*** Material shown ***

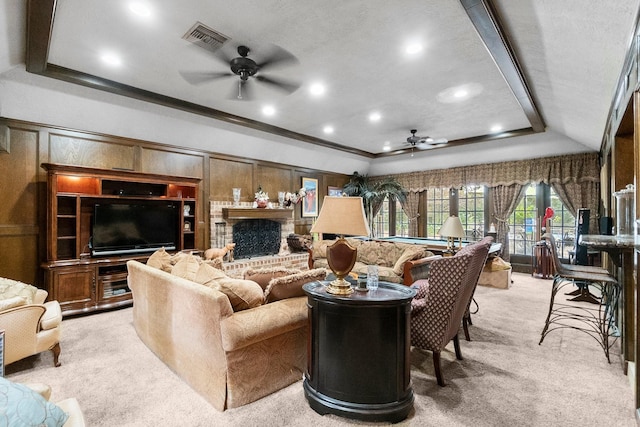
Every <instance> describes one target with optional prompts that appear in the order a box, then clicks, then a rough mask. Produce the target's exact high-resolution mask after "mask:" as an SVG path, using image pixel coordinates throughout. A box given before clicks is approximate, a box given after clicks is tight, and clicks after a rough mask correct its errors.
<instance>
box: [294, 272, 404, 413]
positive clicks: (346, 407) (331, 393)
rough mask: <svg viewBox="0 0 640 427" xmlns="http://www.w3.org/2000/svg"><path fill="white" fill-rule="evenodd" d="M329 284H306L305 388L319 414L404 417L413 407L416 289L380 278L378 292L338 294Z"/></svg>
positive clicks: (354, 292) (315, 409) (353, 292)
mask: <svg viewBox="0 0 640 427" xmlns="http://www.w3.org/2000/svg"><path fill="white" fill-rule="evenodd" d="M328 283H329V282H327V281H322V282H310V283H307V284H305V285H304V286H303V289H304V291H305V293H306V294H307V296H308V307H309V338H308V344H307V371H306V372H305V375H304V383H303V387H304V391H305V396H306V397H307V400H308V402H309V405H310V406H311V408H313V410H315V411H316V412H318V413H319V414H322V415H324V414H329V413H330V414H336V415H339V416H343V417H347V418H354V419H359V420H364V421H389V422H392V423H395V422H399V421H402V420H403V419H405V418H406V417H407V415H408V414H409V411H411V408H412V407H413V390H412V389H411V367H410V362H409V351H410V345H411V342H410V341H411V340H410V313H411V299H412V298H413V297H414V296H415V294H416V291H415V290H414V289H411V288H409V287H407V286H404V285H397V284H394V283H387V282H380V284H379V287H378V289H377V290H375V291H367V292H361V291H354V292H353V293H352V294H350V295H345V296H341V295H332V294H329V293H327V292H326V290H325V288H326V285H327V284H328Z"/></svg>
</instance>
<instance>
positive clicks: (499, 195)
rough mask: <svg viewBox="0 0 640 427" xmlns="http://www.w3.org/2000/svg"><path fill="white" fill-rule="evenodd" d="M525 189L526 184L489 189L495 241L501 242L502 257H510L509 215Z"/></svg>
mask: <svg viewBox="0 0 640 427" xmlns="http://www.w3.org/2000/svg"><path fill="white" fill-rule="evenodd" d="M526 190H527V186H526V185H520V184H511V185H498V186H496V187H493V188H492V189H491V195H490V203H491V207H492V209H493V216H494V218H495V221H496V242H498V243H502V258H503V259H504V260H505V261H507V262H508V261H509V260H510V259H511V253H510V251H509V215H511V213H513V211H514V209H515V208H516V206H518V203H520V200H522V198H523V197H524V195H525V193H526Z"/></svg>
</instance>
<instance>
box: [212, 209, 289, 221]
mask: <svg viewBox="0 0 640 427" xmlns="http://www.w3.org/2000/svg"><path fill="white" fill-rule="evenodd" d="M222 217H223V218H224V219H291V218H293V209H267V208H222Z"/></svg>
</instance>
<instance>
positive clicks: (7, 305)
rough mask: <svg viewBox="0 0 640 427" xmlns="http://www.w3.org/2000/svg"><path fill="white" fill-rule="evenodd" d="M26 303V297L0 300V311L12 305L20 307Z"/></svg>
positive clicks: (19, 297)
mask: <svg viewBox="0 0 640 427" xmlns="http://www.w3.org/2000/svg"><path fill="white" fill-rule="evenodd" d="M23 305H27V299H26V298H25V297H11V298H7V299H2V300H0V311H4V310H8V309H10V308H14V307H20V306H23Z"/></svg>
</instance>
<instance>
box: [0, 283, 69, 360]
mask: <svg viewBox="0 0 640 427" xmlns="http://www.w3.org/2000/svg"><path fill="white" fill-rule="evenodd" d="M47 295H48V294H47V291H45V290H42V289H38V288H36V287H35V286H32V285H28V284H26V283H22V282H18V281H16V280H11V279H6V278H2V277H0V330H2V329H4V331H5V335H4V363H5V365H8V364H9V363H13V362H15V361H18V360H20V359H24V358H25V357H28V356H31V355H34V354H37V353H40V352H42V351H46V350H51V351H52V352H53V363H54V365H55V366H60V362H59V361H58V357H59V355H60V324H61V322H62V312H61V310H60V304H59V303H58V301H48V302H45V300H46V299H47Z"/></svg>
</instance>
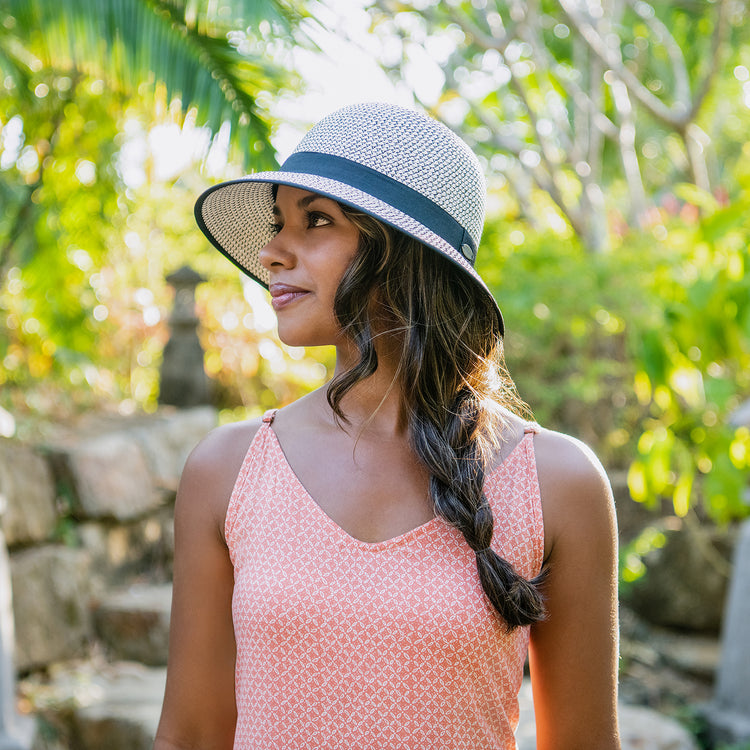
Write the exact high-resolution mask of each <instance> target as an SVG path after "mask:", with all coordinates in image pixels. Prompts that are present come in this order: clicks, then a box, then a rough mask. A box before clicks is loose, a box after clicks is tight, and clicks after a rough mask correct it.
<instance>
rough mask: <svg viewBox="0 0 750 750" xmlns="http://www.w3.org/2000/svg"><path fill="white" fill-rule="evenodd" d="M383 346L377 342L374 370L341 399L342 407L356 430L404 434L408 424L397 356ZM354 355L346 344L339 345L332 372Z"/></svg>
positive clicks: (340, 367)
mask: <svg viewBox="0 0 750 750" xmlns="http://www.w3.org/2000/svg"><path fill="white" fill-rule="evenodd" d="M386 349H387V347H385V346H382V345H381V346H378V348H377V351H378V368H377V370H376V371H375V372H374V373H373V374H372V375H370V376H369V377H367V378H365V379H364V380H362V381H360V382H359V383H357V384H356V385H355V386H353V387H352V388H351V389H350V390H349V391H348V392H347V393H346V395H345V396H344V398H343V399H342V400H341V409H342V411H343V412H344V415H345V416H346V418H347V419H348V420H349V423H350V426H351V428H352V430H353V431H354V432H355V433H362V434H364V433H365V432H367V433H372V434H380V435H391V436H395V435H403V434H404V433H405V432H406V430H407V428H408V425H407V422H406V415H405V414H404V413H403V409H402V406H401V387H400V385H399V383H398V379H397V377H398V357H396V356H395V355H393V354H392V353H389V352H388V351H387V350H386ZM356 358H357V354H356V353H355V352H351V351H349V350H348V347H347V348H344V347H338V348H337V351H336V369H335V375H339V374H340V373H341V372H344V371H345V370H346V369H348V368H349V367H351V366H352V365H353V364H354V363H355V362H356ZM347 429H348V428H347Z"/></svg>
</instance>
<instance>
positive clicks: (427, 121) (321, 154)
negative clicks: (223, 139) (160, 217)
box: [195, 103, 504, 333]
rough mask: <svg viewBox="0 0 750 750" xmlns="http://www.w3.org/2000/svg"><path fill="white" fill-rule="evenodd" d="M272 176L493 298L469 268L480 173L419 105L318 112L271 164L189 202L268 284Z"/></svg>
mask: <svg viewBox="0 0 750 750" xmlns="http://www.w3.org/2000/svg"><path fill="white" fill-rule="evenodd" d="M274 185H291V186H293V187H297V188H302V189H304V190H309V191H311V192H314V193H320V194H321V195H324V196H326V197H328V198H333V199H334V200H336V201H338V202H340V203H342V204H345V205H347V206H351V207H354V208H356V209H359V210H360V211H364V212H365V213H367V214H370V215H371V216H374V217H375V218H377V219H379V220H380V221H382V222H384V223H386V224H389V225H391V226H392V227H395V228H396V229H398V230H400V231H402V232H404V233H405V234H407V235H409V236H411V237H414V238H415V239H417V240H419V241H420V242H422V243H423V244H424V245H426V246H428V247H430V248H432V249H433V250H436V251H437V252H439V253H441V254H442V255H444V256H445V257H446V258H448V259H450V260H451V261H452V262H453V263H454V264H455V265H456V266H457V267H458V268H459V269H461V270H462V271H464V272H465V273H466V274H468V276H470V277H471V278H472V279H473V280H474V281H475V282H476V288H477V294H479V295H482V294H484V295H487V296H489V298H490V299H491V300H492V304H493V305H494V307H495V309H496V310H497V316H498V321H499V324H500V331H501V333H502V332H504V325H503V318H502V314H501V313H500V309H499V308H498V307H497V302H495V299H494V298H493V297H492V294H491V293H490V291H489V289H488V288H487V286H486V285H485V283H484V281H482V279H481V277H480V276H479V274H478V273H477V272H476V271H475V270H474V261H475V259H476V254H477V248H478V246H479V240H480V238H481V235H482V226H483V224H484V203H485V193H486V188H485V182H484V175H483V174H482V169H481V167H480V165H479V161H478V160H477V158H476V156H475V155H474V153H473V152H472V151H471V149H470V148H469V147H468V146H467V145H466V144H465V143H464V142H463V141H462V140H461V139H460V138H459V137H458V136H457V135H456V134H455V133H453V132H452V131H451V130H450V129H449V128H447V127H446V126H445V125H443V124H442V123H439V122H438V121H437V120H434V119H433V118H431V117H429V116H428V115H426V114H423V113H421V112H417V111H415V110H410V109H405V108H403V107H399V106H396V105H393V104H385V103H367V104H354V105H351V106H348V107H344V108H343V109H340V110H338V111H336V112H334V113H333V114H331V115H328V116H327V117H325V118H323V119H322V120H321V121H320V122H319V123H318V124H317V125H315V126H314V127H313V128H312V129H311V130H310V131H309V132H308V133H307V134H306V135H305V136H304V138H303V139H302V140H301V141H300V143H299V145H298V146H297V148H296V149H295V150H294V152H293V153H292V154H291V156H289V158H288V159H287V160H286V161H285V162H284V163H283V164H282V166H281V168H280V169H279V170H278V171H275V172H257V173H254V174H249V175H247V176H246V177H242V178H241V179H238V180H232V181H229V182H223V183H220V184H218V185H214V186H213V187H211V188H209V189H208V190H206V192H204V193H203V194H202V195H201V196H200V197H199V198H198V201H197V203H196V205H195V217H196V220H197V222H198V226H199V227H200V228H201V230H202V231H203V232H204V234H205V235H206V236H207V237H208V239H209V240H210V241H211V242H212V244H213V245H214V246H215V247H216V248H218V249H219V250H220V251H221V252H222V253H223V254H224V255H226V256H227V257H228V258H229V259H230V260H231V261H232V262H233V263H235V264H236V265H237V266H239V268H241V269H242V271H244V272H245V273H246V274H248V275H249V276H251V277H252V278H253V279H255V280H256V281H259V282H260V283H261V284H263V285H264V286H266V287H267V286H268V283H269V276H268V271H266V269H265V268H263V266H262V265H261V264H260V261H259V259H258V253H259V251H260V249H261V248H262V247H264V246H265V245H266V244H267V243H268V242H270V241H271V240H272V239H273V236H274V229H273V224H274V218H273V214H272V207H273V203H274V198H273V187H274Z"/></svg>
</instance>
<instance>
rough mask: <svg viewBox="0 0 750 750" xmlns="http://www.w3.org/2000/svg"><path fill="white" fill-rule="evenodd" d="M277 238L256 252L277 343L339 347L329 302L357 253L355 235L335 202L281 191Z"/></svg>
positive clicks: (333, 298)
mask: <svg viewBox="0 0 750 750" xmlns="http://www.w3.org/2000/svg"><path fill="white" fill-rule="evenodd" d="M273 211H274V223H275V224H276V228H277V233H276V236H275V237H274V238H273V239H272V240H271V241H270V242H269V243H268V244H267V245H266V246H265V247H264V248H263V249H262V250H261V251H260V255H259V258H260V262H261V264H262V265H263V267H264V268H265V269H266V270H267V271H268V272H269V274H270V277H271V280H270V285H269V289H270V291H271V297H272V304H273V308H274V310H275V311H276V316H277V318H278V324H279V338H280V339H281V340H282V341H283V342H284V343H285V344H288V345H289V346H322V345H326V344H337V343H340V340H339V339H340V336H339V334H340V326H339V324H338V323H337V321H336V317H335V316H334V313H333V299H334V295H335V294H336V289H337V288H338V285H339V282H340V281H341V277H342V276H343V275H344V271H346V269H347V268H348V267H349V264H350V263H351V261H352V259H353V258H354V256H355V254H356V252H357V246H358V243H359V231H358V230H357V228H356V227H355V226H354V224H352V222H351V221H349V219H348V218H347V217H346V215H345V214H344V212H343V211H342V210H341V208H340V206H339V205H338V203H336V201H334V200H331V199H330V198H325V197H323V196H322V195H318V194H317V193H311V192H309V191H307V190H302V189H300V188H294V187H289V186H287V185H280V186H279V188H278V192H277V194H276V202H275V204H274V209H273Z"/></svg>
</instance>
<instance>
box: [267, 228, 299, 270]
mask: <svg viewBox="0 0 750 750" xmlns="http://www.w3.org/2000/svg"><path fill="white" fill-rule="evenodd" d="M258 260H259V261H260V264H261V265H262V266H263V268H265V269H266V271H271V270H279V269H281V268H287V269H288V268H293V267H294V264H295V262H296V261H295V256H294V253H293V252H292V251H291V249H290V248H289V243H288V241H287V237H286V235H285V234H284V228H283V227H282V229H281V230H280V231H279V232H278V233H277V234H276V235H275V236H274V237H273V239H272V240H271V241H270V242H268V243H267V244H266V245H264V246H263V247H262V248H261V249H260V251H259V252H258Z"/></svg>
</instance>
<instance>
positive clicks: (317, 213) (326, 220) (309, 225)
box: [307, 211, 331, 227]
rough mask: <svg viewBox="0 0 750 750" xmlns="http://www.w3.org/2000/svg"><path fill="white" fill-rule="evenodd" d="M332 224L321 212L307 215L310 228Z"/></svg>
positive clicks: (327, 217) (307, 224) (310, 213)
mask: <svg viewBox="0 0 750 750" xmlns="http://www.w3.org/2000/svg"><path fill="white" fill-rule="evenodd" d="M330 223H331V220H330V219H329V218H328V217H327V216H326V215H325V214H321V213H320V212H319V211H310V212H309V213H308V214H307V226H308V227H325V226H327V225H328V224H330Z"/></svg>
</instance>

*** End of Material shown ***

Work to be completed:
Both the first line of the records above and the line containing "284H306L305 388L319 414L404" belong in the copy; please return them and every line between, exactly, minus the pictures.

Solution to the problem:
Every <instance> describes one target with optional prompts that appear in the order a box, then clicks, then a rough mask. Produce the target's exact high-resolution mask after "mask:" as an SVG path, using image pixel coordinates throughout. A box given before clicks is approximate, a box given after clicks is tight, and clicks after a rough mask correct its errors.
<instance>
box: [294, 272, 404, 413]
positive clicks: (346, 407) (331, 393)
rough mask: <svg viewBox="0 0 640 427" xmlns="http://www.w3.org/2000/svg"><path fill="white" fill-rule="evenodd" d="M329 284H306L305 388L319 414L404 417L413 407L416 289L380 278L378 292L338 294Z"/></svg>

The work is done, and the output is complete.